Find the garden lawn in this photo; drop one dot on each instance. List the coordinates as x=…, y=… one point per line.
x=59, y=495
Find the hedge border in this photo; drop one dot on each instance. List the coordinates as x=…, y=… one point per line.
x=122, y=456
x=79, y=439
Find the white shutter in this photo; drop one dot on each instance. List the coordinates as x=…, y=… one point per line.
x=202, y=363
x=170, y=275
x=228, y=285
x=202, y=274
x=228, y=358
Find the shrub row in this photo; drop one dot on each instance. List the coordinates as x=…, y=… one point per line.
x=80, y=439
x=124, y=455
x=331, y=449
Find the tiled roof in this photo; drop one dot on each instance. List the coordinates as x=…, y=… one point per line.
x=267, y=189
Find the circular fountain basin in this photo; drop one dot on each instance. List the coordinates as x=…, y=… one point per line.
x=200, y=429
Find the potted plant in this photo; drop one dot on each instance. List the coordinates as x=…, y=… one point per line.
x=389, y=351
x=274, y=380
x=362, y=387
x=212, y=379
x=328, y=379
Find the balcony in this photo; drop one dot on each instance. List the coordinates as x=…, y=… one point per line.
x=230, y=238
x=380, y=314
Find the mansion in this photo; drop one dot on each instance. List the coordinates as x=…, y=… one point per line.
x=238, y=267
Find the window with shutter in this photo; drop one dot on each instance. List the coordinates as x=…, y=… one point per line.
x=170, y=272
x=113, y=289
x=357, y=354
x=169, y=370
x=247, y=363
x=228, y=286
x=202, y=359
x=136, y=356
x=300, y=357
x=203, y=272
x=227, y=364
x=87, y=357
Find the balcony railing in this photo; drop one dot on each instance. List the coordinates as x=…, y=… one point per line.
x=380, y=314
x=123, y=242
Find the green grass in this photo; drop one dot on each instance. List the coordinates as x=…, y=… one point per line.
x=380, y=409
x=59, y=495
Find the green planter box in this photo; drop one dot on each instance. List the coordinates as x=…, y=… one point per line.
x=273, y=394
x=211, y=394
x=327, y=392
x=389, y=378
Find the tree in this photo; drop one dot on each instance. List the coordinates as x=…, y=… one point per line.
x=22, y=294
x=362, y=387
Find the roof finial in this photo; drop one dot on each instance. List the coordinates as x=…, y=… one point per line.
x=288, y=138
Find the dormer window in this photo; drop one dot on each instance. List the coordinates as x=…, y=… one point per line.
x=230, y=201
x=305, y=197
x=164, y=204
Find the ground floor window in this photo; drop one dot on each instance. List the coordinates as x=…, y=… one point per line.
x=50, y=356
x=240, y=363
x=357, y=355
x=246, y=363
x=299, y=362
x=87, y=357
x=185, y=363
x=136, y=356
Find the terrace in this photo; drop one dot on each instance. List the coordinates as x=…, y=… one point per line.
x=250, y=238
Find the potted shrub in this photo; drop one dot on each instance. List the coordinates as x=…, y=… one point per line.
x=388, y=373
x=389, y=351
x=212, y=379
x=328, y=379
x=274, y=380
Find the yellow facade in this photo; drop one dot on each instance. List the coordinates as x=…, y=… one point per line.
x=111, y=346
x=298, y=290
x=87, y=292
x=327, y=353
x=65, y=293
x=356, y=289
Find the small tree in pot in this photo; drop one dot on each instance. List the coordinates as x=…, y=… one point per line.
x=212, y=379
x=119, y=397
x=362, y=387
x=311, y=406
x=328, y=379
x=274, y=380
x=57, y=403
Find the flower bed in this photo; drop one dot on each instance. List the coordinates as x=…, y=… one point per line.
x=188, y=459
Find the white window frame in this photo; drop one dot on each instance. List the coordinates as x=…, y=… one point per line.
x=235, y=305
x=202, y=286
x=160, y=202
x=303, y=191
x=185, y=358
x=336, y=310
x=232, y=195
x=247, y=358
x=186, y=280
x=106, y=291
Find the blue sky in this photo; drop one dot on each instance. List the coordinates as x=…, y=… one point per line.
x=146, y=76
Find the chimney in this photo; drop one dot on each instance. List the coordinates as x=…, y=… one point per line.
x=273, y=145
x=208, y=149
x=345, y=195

○ ○ ○

**WORK TO COMPLETE:**
The full set of records should be duplicated exactly.

**PROBLEM SOLUTION:**
Find the garden lawn in this photo; drop one dot on each instance. List the coordinates as x=…, y=… one point per line.
x=59, y=495
Find the hedge border in this photo; drop one dot on each instance. List the coordinates as x=…, y=… one point per line.
x=122, y=456
x=79, y=439
Find the white shutter in this photo; drop one dot on each instance. List the coordinates as x=…, y=… one point per line.
x=202, y=363
x=170, y=275
x=228, y=285
x=202, y=274
x=228, y=358
Find the shrub row in this photo; drop one dot on each instance. List the coordinates as x=…, y=… one point per line.
x=80, y=439
x=124, y=455
x=331, y=449
Find the tiled roof in this photo; drop one dot on each instance. List the coordinates as x=…, y=… one point per line.
x=267, y=189
Find the circular fountain basin in this photo; drop one dot on each instance. List the coordinates as x=…, y=… one point per line.
x=200, y=429
Find the potted plant in this photo; drop one dot on each instance. List the coordinates as x=…, y=… one point per line.
x=389, y=351
x=274, y=380
x=362, y=387
x=212, y=379
x=328, y=379
Find the balcony in this photo; drop one dot on each instance. List the coordinates as x=…, y=… one point per line.
x=230, y=238
x=380, y=314
Find the mansion in this photo; drop one dot on each instance. List the coordinates as x=…, y=… one point per line.
x=238, y=267
Find the window with shutter in this photo; drop one dot on each instance. List the coordinates as x=…, y=… one point per line.
x=170, y=272
x=113, y=289
x=357, y=354
x=169, y=370
x=247, y=363
x=228, y=286
x=202, y=359
x=136, y=356
x=300, y=357
x=203, y=272
x=227, y=364
x=87, y=357
Find the balcony railing in this photo; drop one dot on each instance. List the coordinates as x=…, y=… one point per line.
x=380, y=314
x=123, y=242
Find the green grass in this photo; drop one dot on each instance. List the coordinates as x=…, y=… one point per line.
x=380, y=409
x=59, y=495
Find the green planter box in this photo; drop one dot on each instance. List the coordinates as x=…, y=… one point per line.
x=273, y=394
x=211, y=394
x=327, y=392
x=389, y=378
Find the tree in this photo; drop one dot on each instance. List the coordinates as x=…, y=… one point per line.
x=22, y=294
x=362, y=387
Find the roof finial in this photo; drop one dot on each instance. List the coordinates as x=…, y=… one point per line.
x=288, y=138
Find the dormer window in this photo; drop one dot on each instance. List the coordinates as x=…, y=… one point per line.
x=230, y=201
x=305, y=197
x=164, y=204
Find the ground floor window in this photo; drop one dot on each instance. List the coordinates as x=…, y=… one point per line.
x=50, y=356
x=240, y=363
x=357, y=355
x=246, y=363
x=299, y=362
x=87, y=357
x=185, y=363
x=136, y=356
Find the terrace in this photo; drop one dot on each instance. List the coordinates as x=…, y=… one point per line.
x=250, y=238
Find the potted shrub in this photo; drop one dot on each instance. List the coordinates as x=…, y=… one point per line.
x=388, y=373
x=389, y=351
x=212, y=379
x=328, y=379
x=274, y=380
Find the yellow facade in this photo; drop one dot on each instance. List the coordinates as x=…, y=… one point per line.
x=111, y=346
x=298, y=290
x=87, y=292
x=327, y=353
x=65, y=293
x=356, y=289
Find the small tree in pot in this photo; drop one dot on each instance. List the coordinates as x=…, y=… one point per line.
x=212, y=379
x=119, y=397
x=362, y=387
x=311, y=406
x=328, y=379
x=274, y=380
x=57, y=403
Find the flower bed in this photo; drop one dot on each instance. List the coordinates as x=…, y=… one point per line.
x=188, y=459
Find the white window frame in this photo; drop one dot on each instance. List the coordinates as x=…, y=… one point per line.
x=235, y=305
x=202, y=286
x=160, y=202
x=303, y=191
x=185, y=358
x=336, y=310
x=232, y=195
x=247, y=358
x=186, y=280
x=106, y=291
Find the blue sky in this photo; drop one dot on each instance. List the coordinates as x=…, y=… one point per line.
x=146, y=76
Find the chimney in this photo; drop one dot on each instance. List the coordinates as x=…, y=… one point per line.
x=273, y=145
x=208, y=149
x=345, y=195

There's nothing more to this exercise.